If a line in the records below contains the word "logo", copy it.

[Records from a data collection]
* * *

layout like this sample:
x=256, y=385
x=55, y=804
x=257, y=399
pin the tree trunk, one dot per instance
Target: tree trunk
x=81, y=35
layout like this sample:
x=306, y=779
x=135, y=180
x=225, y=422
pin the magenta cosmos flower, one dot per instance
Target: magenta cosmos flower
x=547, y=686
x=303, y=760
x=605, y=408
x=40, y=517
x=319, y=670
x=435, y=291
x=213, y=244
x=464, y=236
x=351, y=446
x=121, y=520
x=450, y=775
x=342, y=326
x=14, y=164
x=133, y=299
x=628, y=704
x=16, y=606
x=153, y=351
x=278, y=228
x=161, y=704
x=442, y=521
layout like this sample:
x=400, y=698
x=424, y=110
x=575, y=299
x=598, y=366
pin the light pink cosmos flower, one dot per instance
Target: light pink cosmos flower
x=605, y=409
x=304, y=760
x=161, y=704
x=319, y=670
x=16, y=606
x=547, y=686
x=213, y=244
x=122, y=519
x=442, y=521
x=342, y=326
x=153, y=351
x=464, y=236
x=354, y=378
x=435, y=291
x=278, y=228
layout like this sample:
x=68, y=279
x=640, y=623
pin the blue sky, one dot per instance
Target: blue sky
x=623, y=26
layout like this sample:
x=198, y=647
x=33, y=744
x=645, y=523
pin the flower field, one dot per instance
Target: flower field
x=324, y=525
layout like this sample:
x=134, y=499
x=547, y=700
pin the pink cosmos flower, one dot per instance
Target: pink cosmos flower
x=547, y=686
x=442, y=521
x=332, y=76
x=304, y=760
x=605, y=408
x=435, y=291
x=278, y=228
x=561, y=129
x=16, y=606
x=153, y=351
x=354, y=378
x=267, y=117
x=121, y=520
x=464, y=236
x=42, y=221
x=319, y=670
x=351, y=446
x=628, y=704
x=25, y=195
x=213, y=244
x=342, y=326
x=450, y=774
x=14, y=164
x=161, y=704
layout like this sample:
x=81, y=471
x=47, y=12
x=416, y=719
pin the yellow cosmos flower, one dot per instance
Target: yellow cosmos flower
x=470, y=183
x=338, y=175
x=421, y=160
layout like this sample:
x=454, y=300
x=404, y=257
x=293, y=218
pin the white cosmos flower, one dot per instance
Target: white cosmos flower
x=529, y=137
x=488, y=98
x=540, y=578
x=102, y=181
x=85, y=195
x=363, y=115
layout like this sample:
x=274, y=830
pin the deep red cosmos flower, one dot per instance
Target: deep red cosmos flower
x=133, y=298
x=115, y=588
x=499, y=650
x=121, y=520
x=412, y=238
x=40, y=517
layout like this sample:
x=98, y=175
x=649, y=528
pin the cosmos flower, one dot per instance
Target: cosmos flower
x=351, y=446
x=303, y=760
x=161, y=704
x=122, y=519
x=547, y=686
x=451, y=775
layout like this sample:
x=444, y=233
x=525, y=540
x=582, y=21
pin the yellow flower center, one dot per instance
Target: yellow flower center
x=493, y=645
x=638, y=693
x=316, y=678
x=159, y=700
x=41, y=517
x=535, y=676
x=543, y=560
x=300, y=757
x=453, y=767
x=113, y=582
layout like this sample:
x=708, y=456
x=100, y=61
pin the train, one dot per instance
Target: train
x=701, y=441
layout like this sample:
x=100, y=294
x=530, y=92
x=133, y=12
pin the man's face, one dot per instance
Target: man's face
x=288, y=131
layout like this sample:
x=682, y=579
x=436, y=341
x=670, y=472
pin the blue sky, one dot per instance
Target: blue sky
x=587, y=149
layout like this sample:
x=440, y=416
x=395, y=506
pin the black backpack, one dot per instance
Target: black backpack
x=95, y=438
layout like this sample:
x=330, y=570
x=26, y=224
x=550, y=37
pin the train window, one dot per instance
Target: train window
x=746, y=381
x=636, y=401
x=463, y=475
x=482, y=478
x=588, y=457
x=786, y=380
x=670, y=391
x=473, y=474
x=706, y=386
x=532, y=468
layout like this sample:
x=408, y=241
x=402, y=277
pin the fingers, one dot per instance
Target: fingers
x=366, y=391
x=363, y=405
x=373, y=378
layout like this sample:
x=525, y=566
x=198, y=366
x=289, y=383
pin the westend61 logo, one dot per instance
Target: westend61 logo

* * *

§ Answer to this exercise:
pin the westend61 logo, one dot per instance
Target: westend61 logo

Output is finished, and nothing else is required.